__EXERCISE PROMPT__: Can you gather every line of the listing below that contains the string "harp"?

__PROVIDED MATERIAL__:
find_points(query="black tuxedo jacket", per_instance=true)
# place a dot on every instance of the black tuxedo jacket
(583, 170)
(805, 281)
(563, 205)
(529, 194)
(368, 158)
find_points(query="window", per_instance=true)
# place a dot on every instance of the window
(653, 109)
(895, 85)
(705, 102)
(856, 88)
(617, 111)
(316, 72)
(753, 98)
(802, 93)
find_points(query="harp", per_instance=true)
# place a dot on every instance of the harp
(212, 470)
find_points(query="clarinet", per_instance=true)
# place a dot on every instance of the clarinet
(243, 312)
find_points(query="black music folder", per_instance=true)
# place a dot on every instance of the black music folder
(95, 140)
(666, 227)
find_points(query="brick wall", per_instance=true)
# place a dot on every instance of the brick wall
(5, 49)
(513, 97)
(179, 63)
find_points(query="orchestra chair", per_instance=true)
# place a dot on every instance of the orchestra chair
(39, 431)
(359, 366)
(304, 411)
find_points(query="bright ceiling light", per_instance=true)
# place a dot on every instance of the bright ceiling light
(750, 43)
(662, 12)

--

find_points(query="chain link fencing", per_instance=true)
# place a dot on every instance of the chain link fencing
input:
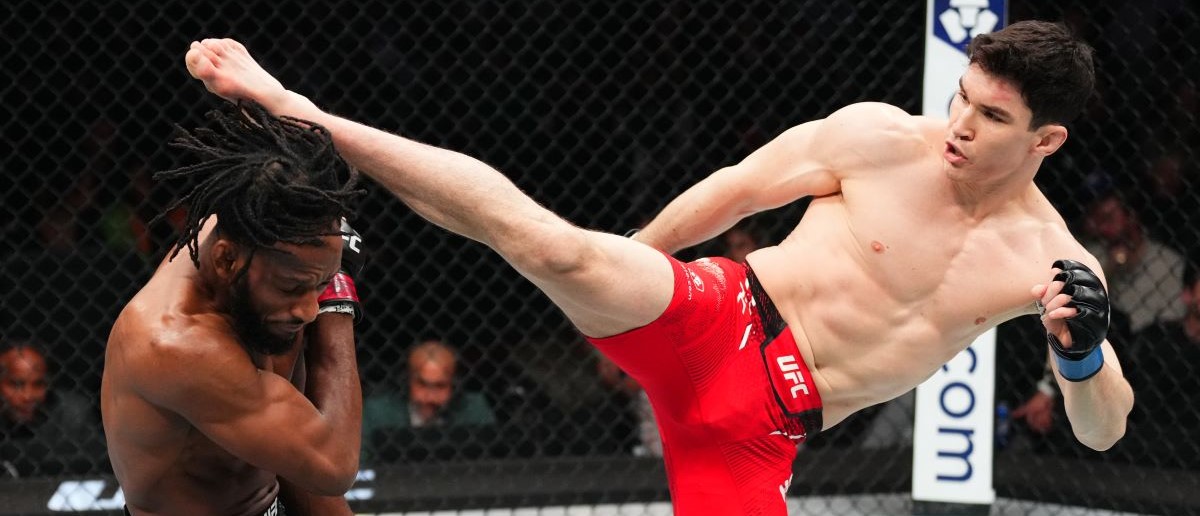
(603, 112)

* * *

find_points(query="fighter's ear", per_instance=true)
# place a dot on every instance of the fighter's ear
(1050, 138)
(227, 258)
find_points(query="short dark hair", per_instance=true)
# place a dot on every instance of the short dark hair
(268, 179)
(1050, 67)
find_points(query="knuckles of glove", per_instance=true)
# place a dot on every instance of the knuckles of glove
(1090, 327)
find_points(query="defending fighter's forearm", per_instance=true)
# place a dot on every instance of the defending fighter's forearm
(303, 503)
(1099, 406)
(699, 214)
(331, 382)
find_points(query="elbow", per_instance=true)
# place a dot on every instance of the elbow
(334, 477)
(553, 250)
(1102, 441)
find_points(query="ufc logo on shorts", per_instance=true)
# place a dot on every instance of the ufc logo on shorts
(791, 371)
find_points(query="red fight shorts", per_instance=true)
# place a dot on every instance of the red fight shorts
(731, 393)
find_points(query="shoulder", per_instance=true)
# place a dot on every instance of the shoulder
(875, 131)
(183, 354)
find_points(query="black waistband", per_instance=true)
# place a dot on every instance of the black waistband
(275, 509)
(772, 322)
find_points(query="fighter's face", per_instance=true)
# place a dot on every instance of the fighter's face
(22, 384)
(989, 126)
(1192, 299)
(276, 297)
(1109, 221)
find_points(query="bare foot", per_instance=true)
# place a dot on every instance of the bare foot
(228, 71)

__TASK ANSWER__:
find_points(query="harp", per_instance=true)
# place a dot on every instance of the harp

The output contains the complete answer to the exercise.